• [The data]
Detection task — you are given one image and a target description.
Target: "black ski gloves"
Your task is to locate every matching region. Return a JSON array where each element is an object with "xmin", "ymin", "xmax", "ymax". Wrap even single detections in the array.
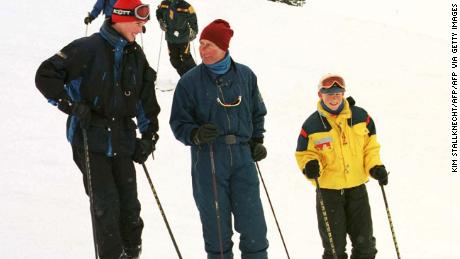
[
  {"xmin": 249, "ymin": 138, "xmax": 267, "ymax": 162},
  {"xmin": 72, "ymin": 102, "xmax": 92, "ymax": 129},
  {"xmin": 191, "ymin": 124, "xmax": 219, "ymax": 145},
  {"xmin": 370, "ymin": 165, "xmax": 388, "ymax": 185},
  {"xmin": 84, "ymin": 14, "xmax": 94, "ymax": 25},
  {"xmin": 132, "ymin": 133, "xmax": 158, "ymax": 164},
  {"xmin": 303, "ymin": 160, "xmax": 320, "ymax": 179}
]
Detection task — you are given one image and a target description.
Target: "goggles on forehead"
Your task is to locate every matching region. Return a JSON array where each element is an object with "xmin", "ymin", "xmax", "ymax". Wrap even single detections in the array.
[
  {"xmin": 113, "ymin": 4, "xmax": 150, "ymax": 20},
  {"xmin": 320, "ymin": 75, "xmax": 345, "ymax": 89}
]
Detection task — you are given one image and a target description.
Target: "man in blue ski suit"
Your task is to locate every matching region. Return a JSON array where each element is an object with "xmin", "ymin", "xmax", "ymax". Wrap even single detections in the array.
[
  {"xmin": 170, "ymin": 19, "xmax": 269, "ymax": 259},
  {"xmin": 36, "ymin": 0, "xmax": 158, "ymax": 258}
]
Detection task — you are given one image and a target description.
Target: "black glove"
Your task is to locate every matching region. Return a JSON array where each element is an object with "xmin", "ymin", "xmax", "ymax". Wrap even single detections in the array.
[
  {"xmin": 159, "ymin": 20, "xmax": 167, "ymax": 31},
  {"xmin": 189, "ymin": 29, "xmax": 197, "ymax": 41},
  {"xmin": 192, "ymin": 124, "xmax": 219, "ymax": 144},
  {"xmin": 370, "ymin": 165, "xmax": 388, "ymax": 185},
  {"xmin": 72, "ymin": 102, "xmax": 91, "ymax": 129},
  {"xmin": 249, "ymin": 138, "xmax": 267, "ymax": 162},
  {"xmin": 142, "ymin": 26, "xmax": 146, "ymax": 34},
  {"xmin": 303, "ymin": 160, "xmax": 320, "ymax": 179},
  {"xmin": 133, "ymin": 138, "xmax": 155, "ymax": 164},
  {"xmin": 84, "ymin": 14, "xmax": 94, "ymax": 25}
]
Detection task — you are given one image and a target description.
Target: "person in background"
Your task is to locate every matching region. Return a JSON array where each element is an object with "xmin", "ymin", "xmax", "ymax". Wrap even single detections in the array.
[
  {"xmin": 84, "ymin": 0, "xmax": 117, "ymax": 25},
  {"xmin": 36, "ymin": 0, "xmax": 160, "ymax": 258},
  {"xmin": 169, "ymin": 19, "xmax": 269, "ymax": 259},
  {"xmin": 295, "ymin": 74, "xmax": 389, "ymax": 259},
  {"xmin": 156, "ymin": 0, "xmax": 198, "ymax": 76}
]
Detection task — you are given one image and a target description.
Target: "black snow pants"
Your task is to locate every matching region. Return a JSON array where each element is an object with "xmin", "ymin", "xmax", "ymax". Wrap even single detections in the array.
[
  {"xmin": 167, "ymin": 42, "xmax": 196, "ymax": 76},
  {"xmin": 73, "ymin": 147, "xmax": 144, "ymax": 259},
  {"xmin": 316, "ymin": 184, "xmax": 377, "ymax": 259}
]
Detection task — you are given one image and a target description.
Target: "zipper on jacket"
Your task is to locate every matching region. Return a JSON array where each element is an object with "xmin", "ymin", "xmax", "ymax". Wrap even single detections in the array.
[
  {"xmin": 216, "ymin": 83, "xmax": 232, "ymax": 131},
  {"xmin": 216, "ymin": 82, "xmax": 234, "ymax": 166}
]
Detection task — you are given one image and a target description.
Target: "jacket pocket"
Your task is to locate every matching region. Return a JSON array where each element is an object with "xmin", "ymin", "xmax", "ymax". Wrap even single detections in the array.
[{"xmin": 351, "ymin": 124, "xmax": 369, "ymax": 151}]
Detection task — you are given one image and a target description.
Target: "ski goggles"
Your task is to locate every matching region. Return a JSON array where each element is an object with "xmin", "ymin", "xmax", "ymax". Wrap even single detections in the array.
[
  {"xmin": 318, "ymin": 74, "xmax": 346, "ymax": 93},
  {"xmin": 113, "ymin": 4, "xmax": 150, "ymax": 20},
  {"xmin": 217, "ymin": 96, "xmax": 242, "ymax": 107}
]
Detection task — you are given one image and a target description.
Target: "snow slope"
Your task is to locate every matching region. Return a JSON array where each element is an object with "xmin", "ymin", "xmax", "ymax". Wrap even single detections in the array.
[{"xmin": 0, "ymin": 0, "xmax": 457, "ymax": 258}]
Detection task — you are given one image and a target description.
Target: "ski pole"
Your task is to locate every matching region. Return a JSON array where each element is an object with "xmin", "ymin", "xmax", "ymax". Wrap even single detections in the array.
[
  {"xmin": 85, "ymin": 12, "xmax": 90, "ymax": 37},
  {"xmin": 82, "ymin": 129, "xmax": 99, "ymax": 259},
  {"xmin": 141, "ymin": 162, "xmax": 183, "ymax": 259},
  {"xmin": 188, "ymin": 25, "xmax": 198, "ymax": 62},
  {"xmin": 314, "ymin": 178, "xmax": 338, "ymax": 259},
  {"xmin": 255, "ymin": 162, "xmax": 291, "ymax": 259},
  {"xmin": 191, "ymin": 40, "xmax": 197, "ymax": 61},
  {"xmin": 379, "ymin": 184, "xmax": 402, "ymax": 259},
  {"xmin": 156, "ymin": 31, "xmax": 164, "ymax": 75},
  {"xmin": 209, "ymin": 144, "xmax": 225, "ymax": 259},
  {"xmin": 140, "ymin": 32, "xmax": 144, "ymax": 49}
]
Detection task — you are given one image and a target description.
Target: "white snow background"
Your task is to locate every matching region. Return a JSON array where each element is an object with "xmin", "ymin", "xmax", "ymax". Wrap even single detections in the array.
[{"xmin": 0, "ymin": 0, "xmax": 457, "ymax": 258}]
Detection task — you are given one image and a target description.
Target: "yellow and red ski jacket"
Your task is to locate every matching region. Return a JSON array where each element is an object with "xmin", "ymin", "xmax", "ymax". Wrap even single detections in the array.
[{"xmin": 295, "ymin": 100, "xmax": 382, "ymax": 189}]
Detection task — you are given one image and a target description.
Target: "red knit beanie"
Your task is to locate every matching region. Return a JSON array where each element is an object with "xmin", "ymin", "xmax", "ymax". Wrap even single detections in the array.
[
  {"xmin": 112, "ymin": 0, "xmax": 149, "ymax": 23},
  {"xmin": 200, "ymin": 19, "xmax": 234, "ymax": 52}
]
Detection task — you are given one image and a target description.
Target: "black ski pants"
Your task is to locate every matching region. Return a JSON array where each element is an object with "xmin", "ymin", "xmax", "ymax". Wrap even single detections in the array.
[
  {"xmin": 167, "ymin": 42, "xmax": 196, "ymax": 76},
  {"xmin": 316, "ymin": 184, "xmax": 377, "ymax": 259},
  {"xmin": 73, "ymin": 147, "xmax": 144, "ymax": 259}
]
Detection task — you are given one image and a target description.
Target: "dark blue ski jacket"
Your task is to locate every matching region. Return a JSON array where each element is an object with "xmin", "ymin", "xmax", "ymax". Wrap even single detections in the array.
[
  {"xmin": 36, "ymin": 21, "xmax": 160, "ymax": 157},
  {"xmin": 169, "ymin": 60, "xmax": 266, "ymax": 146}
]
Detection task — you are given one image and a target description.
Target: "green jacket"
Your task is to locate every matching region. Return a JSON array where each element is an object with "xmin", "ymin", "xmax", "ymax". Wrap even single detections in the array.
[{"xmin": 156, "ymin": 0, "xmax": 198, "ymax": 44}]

==

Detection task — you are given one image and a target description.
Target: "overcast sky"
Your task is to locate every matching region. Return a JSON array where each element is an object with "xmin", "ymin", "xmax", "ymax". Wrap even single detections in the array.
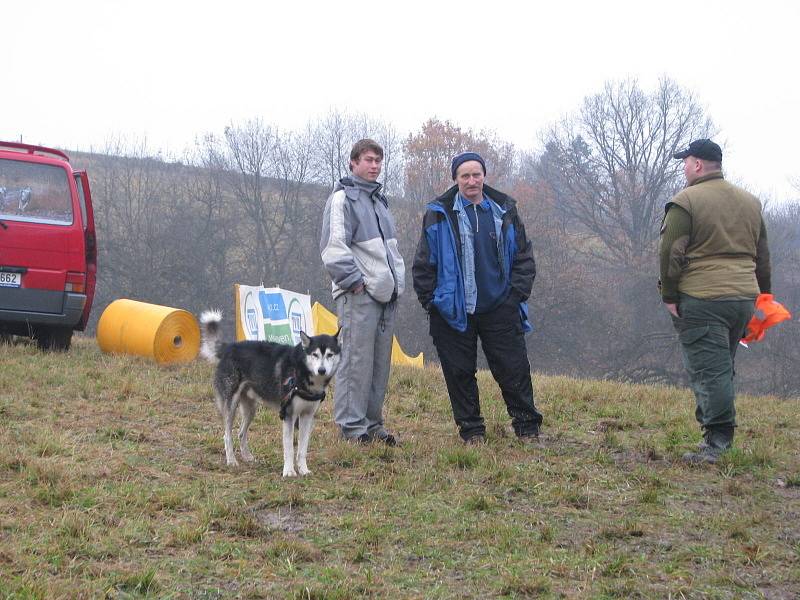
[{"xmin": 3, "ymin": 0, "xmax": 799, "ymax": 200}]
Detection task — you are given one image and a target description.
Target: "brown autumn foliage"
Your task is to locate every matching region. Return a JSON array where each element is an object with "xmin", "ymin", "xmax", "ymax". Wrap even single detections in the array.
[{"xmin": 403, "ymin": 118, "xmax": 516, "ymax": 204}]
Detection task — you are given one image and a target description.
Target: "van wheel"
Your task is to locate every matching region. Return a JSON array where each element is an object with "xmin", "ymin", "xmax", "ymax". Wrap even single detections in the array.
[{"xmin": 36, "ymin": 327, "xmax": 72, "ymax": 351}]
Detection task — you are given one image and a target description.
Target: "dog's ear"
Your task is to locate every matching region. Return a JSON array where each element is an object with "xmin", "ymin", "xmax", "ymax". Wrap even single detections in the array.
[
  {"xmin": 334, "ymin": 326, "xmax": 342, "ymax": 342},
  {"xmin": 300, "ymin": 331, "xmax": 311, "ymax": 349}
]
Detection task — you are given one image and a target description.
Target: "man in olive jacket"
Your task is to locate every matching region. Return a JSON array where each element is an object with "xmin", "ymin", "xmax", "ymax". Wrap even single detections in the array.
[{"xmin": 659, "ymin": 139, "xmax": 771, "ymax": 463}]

• [Problem to solve]
Among the lines above, count those containing "snow", and give only the number.

• [Solution below]
3